**YOUR INSTRUCTIONS**
Report how many lines in the items below contain the word "surface". Give only the number.

Location identification entries:
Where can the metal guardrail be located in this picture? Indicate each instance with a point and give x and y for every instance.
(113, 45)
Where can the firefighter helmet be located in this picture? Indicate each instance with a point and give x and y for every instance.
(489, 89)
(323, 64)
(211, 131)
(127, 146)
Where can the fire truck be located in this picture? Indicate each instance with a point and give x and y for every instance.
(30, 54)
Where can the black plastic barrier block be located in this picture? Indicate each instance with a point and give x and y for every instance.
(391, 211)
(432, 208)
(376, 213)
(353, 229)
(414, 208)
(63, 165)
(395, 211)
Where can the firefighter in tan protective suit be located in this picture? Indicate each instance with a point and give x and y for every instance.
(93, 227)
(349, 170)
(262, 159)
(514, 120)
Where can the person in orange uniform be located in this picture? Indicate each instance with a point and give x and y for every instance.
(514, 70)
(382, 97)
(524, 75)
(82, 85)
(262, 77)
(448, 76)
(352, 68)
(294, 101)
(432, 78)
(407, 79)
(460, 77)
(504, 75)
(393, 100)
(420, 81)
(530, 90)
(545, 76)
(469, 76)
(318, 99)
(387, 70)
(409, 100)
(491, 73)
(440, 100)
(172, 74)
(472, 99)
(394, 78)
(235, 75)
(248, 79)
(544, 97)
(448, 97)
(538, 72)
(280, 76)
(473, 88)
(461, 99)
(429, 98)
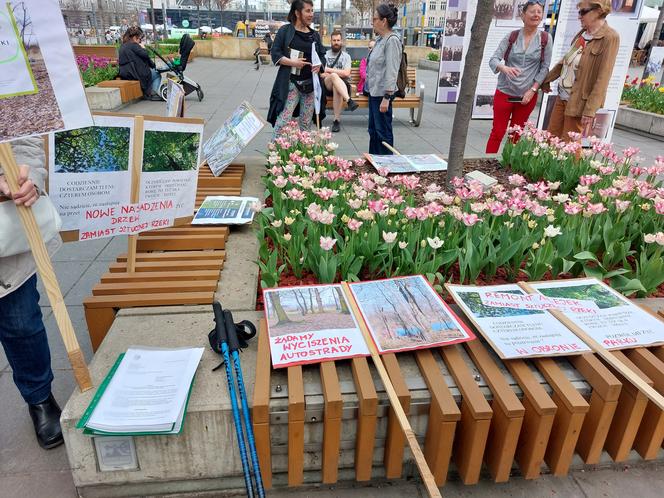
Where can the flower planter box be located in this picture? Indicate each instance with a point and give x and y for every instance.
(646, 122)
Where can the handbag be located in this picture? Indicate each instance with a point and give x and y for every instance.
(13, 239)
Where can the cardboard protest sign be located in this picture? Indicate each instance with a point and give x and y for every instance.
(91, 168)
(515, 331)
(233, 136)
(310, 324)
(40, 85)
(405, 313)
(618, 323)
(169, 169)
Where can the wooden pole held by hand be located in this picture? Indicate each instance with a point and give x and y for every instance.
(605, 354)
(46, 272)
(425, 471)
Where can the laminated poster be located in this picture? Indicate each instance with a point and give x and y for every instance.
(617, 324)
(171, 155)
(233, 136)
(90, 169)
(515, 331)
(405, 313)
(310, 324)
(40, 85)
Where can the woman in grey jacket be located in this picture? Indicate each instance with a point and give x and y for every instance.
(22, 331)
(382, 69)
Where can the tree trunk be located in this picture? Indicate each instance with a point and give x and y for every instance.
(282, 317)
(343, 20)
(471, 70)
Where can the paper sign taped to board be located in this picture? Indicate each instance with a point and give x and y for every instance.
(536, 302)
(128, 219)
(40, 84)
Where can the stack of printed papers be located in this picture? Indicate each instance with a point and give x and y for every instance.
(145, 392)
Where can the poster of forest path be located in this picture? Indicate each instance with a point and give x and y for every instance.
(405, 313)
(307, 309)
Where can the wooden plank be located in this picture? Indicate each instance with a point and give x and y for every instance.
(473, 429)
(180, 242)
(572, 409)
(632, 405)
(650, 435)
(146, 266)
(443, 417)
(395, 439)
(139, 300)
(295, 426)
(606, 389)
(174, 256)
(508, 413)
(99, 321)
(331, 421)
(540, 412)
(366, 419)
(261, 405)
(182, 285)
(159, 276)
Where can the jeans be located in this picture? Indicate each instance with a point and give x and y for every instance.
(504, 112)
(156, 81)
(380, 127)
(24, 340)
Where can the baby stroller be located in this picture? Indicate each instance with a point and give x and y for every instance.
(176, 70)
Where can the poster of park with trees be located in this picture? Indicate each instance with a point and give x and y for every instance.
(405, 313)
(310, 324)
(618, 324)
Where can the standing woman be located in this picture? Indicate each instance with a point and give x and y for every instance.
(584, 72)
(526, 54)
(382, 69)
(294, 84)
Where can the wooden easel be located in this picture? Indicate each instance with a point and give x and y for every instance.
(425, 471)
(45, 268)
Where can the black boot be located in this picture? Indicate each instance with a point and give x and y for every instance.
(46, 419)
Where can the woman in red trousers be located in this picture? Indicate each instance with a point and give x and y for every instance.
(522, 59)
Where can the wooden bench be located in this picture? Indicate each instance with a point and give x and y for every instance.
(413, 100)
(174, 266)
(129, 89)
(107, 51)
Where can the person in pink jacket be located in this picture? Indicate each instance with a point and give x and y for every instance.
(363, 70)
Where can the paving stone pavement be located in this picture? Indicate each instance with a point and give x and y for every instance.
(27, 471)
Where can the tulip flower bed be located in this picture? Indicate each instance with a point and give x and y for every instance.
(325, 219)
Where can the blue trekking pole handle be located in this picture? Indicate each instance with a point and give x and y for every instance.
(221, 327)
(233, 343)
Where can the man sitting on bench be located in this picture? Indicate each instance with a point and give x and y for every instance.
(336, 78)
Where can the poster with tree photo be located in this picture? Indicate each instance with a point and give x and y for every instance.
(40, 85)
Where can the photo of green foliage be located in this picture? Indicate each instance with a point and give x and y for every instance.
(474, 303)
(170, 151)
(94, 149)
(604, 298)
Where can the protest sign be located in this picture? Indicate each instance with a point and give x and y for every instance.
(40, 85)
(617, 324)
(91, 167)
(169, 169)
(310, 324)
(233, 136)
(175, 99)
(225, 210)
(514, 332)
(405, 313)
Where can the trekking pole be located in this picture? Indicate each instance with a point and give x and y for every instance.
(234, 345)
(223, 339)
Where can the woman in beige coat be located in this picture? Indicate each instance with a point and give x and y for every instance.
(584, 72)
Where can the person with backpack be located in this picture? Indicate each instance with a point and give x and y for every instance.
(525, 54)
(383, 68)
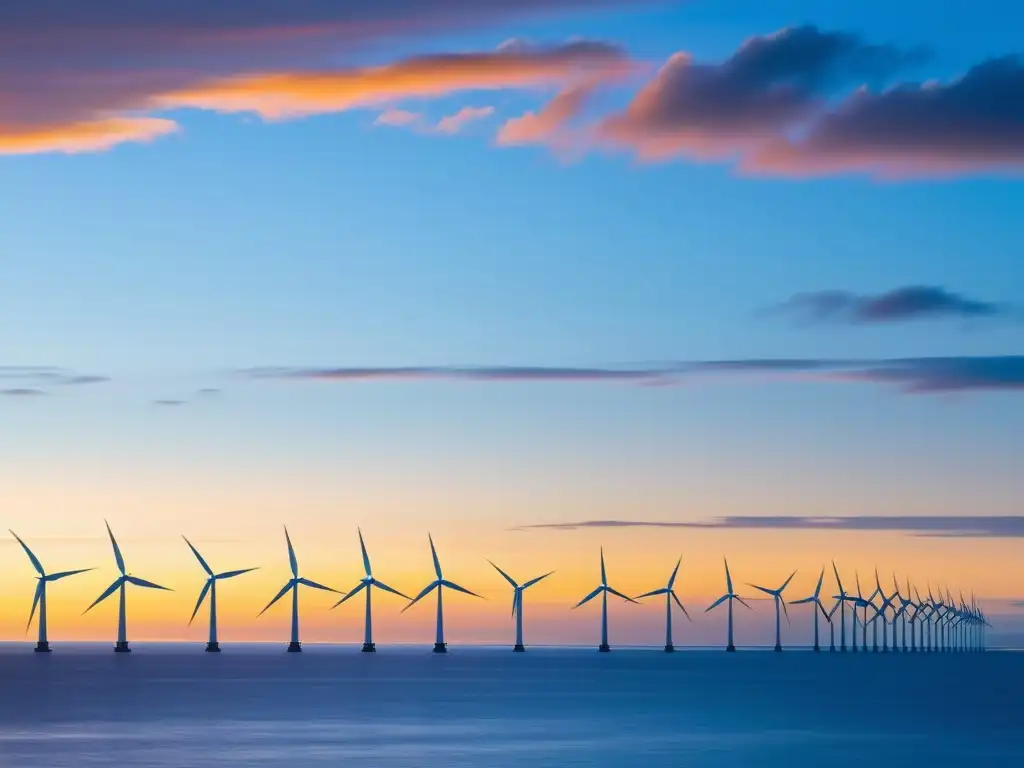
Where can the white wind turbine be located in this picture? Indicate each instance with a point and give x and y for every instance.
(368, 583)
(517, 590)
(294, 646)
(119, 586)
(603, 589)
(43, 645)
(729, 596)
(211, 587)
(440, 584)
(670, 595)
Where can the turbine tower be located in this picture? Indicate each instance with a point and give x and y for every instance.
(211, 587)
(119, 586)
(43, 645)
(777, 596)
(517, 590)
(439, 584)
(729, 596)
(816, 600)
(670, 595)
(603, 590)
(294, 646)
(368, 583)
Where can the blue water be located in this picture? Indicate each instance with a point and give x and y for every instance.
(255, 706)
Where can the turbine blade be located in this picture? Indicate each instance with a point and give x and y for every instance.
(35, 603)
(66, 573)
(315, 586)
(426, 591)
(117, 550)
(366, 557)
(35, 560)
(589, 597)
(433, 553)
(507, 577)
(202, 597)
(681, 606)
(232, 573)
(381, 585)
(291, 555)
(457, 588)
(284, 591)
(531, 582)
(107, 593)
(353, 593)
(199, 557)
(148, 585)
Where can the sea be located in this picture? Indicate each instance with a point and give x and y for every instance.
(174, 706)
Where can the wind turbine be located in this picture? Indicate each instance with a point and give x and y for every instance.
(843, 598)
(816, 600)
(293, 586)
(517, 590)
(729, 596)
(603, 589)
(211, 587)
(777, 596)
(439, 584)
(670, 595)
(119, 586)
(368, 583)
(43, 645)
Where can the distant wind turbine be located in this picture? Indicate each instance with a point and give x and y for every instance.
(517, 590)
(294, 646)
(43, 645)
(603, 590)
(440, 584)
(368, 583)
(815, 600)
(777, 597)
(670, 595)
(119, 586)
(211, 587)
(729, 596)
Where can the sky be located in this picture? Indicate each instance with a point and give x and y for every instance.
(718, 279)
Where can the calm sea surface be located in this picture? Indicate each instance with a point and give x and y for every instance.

---

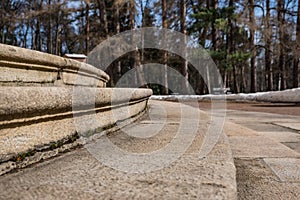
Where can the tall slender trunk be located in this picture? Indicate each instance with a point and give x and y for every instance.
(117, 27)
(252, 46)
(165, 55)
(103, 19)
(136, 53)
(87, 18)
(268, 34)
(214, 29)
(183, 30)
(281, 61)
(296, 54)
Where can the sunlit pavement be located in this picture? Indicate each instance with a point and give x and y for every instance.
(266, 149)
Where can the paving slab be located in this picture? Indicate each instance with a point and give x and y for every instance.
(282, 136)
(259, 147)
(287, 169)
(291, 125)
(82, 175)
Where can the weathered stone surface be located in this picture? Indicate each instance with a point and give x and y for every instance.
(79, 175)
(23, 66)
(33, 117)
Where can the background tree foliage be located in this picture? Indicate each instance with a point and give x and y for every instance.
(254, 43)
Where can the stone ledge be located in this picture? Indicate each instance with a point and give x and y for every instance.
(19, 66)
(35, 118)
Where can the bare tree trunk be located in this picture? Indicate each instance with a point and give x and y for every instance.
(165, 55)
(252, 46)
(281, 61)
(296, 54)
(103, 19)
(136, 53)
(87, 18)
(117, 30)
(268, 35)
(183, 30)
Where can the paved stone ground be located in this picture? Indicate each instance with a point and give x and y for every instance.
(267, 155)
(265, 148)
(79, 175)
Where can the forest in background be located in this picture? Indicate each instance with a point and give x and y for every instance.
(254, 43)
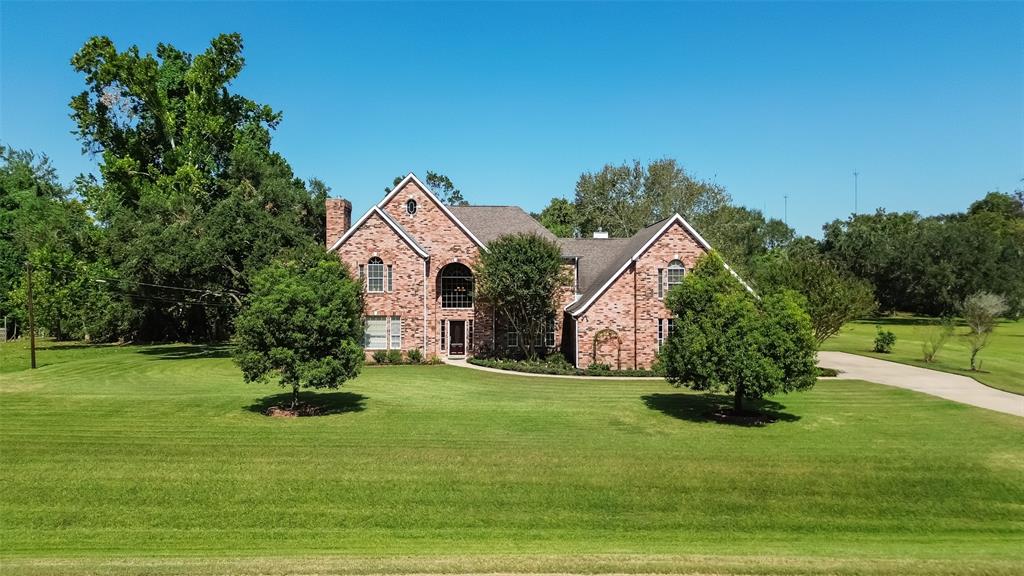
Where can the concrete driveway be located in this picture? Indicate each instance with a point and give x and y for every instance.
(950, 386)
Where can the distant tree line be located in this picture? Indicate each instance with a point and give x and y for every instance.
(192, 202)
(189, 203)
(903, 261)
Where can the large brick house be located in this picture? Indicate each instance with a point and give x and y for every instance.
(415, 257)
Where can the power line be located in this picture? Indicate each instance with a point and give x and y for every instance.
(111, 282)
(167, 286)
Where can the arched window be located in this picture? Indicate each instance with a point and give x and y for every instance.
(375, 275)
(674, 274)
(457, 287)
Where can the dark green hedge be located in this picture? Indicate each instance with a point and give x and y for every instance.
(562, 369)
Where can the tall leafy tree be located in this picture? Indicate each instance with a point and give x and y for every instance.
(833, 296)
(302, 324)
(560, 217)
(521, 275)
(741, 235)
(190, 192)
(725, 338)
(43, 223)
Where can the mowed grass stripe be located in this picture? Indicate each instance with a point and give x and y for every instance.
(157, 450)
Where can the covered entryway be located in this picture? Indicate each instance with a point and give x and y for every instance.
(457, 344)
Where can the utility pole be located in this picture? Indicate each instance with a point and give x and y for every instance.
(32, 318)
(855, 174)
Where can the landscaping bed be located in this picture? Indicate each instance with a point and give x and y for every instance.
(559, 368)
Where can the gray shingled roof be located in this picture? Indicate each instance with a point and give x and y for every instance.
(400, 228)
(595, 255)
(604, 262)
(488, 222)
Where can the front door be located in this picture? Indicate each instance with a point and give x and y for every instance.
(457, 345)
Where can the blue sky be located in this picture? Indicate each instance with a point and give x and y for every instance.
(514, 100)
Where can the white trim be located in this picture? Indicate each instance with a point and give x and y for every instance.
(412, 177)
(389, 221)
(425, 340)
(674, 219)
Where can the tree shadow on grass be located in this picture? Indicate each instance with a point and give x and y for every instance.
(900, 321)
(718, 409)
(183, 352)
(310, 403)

**FINAL RESULT**
2